What to produce:
Gather every line in the records below that contains the string "orange", and copy each line in full. The match is case-sensitive.
--- BEGIN Record extracts ---
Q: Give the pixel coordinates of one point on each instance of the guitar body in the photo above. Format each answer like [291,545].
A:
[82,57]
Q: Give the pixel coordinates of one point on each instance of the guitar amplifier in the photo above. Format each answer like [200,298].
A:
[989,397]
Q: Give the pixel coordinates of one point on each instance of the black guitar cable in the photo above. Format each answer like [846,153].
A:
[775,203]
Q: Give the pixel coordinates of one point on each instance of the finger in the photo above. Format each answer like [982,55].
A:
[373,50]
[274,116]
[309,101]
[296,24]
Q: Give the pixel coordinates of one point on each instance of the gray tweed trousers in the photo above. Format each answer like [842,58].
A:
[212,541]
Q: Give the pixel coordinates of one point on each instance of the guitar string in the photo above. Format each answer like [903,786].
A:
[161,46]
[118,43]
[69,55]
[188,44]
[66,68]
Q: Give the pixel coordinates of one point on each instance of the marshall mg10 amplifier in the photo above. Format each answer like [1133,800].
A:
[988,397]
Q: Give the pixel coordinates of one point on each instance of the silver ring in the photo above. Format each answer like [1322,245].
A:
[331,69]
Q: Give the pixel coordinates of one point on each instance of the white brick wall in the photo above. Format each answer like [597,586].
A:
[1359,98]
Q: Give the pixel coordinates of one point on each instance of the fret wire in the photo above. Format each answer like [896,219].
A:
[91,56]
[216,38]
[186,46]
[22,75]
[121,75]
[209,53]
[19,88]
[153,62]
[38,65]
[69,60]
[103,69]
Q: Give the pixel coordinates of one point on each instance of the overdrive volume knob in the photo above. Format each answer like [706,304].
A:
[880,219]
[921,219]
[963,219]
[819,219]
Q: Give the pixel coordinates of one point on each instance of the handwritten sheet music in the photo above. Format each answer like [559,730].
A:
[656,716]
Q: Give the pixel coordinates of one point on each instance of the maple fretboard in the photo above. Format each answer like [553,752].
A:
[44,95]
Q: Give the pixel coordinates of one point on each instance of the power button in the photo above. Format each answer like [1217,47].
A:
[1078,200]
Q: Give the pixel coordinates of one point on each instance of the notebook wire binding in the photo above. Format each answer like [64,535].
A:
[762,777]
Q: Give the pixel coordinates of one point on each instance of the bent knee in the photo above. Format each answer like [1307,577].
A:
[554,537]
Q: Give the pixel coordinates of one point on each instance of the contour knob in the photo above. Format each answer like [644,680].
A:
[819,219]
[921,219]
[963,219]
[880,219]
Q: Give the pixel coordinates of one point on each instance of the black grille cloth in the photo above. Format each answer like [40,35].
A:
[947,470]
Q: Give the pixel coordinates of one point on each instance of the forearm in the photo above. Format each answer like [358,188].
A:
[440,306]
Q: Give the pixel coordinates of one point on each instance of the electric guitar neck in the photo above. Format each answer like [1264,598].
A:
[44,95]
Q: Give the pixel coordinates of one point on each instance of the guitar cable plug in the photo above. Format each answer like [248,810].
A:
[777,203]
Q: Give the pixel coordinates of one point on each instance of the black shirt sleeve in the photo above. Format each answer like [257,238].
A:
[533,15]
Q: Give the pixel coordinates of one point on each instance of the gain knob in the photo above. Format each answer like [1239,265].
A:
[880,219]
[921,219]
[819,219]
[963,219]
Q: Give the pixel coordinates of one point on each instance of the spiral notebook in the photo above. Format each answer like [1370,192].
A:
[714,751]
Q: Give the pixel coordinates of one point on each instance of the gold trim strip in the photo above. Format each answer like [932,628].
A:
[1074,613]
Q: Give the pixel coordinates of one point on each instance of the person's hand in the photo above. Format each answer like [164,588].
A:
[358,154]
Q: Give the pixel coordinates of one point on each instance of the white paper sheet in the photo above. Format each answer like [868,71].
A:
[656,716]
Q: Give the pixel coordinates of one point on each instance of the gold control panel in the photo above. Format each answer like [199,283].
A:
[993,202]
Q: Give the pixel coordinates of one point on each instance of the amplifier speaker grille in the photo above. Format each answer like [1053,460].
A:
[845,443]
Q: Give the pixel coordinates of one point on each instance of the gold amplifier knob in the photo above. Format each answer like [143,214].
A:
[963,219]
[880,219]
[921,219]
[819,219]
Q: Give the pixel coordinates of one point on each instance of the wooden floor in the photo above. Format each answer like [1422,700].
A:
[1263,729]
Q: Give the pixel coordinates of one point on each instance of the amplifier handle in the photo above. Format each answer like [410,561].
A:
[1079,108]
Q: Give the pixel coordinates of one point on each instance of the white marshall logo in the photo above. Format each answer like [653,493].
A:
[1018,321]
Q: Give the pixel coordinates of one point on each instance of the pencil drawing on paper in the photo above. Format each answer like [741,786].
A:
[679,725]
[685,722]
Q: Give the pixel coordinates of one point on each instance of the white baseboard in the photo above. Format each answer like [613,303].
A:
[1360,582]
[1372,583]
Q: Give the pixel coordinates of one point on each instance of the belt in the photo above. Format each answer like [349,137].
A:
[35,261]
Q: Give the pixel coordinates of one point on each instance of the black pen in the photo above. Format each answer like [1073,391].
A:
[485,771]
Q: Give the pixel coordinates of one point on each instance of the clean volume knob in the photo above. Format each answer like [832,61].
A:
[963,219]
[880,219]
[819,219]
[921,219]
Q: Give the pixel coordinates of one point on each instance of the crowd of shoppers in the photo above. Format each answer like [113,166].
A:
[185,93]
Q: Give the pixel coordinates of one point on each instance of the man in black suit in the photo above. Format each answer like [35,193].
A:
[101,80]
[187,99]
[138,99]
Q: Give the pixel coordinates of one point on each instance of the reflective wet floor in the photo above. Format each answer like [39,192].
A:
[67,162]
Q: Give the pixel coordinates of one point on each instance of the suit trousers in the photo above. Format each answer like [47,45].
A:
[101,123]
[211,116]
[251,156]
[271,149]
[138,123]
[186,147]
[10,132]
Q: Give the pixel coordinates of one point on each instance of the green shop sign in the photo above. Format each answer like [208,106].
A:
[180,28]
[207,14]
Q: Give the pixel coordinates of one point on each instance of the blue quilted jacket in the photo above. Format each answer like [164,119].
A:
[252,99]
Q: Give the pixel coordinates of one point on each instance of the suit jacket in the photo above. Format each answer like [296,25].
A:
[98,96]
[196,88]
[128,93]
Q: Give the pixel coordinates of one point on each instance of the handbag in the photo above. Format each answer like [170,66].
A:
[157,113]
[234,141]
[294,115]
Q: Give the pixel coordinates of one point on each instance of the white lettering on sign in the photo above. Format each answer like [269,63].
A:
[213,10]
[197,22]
--- END Record extracts ---
--- BEGIN Record extracts ---
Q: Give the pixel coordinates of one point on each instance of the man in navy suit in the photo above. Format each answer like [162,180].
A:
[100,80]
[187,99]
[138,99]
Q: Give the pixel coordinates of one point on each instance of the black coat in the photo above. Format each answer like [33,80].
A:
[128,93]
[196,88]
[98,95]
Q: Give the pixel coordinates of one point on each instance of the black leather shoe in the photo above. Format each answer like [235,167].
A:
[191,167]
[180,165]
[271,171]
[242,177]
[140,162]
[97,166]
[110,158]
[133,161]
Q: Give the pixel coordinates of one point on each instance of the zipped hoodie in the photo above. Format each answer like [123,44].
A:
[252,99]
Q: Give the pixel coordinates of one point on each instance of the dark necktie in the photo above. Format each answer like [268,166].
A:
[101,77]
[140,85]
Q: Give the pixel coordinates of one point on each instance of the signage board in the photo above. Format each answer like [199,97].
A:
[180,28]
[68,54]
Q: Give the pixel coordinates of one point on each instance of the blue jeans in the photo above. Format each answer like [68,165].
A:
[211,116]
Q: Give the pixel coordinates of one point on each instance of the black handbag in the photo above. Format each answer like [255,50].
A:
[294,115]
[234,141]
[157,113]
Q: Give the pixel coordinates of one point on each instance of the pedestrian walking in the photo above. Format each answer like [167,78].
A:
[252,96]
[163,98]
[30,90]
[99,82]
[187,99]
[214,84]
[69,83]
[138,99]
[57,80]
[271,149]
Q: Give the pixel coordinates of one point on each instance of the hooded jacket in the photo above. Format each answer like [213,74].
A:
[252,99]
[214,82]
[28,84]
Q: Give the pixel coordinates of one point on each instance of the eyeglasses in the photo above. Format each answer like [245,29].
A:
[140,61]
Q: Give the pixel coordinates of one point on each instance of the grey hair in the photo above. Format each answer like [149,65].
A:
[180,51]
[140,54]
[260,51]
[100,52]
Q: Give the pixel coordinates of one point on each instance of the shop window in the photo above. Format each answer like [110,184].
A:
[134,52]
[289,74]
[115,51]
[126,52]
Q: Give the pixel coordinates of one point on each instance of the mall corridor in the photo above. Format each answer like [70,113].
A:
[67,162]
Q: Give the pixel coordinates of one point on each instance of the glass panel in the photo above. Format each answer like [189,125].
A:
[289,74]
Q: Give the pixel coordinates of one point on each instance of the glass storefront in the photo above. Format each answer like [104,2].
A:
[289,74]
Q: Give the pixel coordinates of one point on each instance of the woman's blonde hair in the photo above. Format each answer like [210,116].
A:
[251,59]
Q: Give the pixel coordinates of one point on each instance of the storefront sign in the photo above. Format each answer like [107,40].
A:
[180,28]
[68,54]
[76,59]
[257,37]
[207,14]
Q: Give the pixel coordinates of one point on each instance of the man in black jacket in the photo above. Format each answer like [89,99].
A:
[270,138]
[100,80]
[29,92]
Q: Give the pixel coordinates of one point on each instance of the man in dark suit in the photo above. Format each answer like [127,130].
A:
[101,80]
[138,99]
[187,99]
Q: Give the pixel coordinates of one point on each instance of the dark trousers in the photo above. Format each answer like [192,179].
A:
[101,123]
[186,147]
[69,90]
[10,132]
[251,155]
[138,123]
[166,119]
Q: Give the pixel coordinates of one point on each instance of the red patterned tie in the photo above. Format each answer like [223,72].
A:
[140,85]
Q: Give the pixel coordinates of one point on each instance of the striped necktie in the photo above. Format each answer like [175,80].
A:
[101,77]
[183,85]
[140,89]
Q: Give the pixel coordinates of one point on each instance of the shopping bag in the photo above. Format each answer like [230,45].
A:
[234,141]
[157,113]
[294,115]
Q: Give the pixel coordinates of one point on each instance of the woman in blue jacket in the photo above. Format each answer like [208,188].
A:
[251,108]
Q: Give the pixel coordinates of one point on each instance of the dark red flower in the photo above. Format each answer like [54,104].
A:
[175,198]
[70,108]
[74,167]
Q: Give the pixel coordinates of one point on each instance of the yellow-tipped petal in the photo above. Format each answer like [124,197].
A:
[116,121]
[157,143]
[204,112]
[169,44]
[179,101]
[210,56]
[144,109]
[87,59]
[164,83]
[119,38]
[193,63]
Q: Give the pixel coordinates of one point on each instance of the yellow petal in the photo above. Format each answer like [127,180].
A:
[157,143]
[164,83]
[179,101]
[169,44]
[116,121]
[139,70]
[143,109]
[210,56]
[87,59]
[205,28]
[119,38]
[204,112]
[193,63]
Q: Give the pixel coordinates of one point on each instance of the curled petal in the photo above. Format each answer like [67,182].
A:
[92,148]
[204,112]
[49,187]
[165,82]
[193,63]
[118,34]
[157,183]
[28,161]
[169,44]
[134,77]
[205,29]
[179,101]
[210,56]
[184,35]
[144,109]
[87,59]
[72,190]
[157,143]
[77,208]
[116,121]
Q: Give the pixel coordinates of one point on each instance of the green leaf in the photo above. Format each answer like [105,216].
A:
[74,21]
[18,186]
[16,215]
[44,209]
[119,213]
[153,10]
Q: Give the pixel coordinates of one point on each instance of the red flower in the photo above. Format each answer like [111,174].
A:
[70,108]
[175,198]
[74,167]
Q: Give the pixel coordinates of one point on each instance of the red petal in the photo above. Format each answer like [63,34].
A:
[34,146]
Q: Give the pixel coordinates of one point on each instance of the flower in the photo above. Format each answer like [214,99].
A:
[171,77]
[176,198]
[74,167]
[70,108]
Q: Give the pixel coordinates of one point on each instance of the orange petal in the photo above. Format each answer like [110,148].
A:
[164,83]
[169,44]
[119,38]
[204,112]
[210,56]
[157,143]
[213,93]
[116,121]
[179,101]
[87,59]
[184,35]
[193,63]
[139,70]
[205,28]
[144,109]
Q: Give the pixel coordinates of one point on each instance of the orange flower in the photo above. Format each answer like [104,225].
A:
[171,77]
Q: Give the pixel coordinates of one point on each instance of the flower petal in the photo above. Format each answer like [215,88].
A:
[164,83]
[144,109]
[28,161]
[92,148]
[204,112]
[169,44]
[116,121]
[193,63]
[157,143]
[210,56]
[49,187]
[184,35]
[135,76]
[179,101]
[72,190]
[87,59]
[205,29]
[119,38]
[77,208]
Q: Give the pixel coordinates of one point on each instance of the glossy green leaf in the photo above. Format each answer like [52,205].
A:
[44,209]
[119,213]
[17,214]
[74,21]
--- END Record extracts ---
--- BEGIN Record extracts ---
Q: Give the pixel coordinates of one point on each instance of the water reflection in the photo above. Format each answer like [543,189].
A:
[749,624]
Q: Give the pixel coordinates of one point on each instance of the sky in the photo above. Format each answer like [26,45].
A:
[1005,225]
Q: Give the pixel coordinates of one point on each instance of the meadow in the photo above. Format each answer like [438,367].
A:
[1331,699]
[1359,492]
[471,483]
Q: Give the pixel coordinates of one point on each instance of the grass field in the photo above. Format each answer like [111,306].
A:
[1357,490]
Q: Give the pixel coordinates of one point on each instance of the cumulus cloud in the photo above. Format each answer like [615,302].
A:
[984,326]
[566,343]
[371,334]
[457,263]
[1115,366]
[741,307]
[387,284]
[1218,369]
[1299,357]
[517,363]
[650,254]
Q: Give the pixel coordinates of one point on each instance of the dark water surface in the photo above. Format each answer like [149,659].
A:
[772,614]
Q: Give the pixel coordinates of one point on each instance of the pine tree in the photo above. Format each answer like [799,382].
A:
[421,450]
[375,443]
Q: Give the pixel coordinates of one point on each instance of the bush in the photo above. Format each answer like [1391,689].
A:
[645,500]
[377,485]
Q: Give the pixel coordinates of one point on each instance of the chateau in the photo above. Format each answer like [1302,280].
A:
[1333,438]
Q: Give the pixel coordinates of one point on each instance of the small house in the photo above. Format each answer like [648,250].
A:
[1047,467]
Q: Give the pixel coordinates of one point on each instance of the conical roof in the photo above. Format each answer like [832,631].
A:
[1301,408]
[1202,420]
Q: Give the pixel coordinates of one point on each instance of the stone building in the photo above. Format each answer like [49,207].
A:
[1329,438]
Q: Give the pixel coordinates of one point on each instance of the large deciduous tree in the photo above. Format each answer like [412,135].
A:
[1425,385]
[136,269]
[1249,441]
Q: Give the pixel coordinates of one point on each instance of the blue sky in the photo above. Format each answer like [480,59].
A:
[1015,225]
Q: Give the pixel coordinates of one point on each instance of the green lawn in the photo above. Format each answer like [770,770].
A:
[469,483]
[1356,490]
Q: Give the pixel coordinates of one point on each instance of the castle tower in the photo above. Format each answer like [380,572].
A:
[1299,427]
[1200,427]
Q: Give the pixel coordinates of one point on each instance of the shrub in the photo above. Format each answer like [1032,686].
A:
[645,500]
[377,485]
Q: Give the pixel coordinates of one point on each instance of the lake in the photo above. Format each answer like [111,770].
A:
--- END Record extracts ---
Output below:
Q: Give the pixel coordinates of one point on each instance of the orange petal in the photo above. Format each answer like [110,148].
Q: Give the pixel coordinates of one point on each instance of the orange flower in the photo above. Format each answer like [104,225].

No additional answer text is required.